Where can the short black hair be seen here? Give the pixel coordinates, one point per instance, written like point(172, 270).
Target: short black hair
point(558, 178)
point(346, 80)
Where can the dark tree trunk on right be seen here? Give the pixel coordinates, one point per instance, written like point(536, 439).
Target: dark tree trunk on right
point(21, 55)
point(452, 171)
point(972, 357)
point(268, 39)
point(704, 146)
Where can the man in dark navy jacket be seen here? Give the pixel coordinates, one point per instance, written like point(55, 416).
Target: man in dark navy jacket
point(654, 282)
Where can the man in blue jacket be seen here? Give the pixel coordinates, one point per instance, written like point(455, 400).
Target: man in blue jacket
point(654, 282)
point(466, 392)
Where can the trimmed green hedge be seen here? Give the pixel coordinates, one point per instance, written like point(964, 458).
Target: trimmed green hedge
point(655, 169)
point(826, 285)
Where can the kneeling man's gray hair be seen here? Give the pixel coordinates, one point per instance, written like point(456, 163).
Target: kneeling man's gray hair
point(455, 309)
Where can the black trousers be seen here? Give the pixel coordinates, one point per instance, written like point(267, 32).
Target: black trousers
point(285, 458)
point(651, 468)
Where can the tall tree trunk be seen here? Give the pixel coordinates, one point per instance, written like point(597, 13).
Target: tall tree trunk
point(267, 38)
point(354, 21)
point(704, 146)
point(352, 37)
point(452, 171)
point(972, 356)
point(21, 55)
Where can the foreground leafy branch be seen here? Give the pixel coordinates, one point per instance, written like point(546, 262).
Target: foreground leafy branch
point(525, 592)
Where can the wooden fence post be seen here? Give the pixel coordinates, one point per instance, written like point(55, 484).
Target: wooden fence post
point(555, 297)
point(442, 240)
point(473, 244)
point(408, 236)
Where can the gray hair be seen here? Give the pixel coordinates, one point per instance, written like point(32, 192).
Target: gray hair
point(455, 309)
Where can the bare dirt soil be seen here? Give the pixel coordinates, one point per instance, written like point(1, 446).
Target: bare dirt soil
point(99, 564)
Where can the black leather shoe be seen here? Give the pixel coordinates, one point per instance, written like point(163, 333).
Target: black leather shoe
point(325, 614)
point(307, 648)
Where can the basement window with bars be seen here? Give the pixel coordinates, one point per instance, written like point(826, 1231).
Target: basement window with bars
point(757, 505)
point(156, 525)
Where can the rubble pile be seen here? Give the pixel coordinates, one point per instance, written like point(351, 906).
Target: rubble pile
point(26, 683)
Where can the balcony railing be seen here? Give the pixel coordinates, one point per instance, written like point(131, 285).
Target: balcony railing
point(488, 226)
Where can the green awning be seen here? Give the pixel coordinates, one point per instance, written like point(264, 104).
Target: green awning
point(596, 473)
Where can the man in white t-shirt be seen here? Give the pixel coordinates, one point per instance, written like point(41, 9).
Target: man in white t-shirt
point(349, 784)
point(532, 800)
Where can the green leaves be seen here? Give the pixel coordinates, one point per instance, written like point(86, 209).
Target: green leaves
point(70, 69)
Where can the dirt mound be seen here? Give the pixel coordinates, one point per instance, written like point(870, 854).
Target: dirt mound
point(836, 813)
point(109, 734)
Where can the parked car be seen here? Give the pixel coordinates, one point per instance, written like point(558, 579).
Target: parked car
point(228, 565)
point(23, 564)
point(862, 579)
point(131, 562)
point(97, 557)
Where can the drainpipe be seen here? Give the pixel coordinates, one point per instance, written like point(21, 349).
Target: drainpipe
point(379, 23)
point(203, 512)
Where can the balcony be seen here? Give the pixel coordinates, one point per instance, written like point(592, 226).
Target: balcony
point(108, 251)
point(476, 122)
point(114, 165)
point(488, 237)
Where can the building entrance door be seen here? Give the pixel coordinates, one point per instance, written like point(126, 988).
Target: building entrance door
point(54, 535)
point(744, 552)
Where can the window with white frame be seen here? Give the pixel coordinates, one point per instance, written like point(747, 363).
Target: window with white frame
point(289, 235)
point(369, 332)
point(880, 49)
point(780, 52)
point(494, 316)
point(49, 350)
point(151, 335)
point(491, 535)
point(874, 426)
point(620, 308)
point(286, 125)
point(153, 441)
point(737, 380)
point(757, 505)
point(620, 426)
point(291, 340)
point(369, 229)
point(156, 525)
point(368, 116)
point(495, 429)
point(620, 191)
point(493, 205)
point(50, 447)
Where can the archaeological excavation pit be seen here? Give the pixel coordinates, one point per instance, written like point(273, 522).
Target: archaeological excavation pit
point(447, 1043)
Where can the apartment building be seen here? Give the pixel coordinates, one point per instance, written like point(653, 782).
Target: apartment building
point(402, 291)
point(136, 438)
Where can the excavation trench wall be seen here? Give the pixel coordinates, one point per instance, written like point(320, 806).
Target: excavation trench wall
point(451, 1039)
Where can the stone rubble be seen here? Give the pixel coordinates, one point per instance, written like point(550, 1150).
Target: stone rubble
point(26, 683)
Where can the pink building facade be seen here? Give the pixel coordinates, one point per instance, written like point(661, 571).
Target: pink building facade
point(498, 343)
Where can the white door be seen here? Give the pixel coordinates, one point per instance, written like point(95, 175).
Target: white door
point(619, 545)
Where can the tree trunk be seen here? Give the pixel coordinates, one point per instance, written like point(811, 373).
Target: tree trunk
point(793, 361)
━━━━━━━━━━━━━━━━━━━━━━━━━━━━━━
Instructions to follow:
Could you return every record above exactly as written?

Answer space:
Where can the short black hair be seen here? Give the pixel coordinates, one point per instance, written like point(172, 270).
Target: short black hair
point(558, 178)
point(346, 80)
Where can the dark tree trunk on right be seen here? Give the pixel coordinates, one point per instance, written like point(536, 439).
Target: dark tree trunk on right
point(21, 55)
point(452, 171)
point(972, 357)
point(268, 39)
point(704, 146)
Where can the man in dark navy jacket be seen here? Give the pixel coordinates, one point per instance, written like point(55, 416).
Target: man in dark navy jacket
point(654, 282)
Where can the man in blue jacket be seen here? Give the pixel coordinates, one point per instance, written like point(455, 400).
Target: man in blue jacket
point(654, 282)
point(466, 392)
Where can the trimmed green hedge be seen here? Give the pixel coordinates, one point per instance, written like point(964, 458).
Target: trimmed green hedge
point(655, 169)
point(826, 285)
Where can the kneeling man's gray hair be seen here? Give the pixel coordinates, one point per instance, written like point(456, 163).
Target: kneeling man's gray hair
point(455, 309)
Where can the black trousers be seen here? Give the pixel coordinates, one point per instance, written like point(267, 32).
Target: black trousers
point(285, 458)
point(651, 468)
Where can the tall tree trunk be seen here? Give the pixel coordinates, one point per instance, written like point(597, 13).
Target: tall tree trunk
point(267, 38)
point(354, 21)
point(704, 146)
point(352, 37)
point(452, 171)
point(972, 356)
point(21, 55)
Where can the foreground leafy branch be seen here? Give the pixel coordinates, one point per instance, written like point(546, 262).
Target: foreground leafy branch
point(525, 592)
Where can the wooden fence post be seen here? Give the pixel coordinates, one point per instance, written like point(55, 484).
Target: wooden fence post
point(555, 297)
point(442, 240)
point(473, 244)
point(408, 236)
Where can the gray hair be seen here? Give the pixel coordinates, one point per instance, written like point(32, 192).
Target: gray hair
point(455, 309)
Where can the bare dirt soil be seen here? Give the pixel coordinates, one point per instance, written like point(1, 446).
Target: bare dirt soil
point(99, 564)
Where can the black leather shoe be seen here? Give the pixel coordinates, one point per instance, written like point(163, 333).
Target: black leather shoe
point(325, 614)
point(307, 648)
Where can the basement window with bars be seen here? Give the pixel coordinates, one point per instance, written like point(826, 1231).
Target: basement window with bars
point(757, 505)
point(156, 525)
Where can the rubble pile be seen here? Give the pixel coordinates, one point per instance, written like point(351, 906).
Target: rubble pile
point(26, 683)
Where can the balcony railing be seen here? Give the pixel coordinates, one point per instance, written like point(131, 285).
Target: balcony railing
point(488, 226)
Where can the green awning be seen here? Give the pixel coordinates, one point per instance, written like point(264, 104).
Target: green awning
point(596, 473)
Where can the man in white t-shirt be seen here? Give the pixel coordinates, one point per instance, written like point(41, 9).
Target: man in white t-shirt
point(349, 784)
point(532, 800)
Where can the green leaves be seen here? Give the pixel coordinates, one point per instance, written like point(86, 209).
Target: green leaves
point(70, 69)
Where can the dirt mound be seen here? Give the pixel coordinates, one point per instance, written like point(870, 854).
Target: dirt mound
point(836, 813)
point(109, 734)
Where can the parked car be seen here? Give the pixel coordinates, one point per instance, written like point(558, 579).
Target: parked car
point(228, 565)
point(23, 564)
point(862, 579)
point(131, 562)
point(97, 557)
Where can the drainpipe be seen here? Give the pixel coordinates, one point per instance, written like point(21, 349).
Target: drainpipe
point(379, 23)
point(203, 512)
Where can the balcony be seen here? Give the pixel coordinates, one point per instance, written like point(592, 226).
Target: balcony
point(108, 251)
point(476, 122)
point(114, 165)
point(488, 237)
Where can the building entrance door be seen here? Give the pixel coordinates, one point per instance, written like point(126, 988).
Target: building entrance door
point(54, 535)
point(744, 552)
Where can the window with white frame be seen here? Give the pixel coordinates, one point per instance, written like point(747, 363).
Target: window with white frame
point(289, 235)
point(369, 332)
point(880, 49)
point(780, 52)
point(494, 316)
point(49, 350)
point(151, 335)
point(491, 535)
point(874, 426)
point(620, 308)
point(286, 125)
point(153, 441)
point(737, 380)
point(757, 505)
point(620, 426)
point(291, 340)
point(369, 229)
point(156, 525)
point(368, 116)
point(495, 429)
point(620, 191)
point(493, 205)
point(50, 447)
Where can the archaeological excavation pit be seen here? Give the pixel coordinates, one point per instance, written like point(273, 522).
Target: archaeological excavation pit
point(447, 1043)
Where can the apartment building be seen here? Give the pixel coordinates, one point per instance, written like point(653, 782).
Target: apartment building
point(402, 291)
point(136, 438)
Where can the excavation trench wall be seen here? Give the pixel coordinates, one point per instance, written like point(320, 806).
Target: excavation trench wall
point(451, 1039)
Where can the stone rubble be seen here? Give the pixel coordinates, one point per instance, written like point(550, 1150).
Target: stone rubble
point(26, 683)
Where can the pink building facade be seen here? Give the pixel coordinates, one point per instance, written like point(661, 571).
Target: pink building facade
point(498, 343)
Where can the white door be seen here? Give the pixel coordinates, one point per instance, written like point(95, 175).
Target: white door
point(619, 545)
Where can the tree trunk be seen here? Give the pixel coordinates, one point per instance, written like point(811, 373).
Target: tree trunk
point(793, 361)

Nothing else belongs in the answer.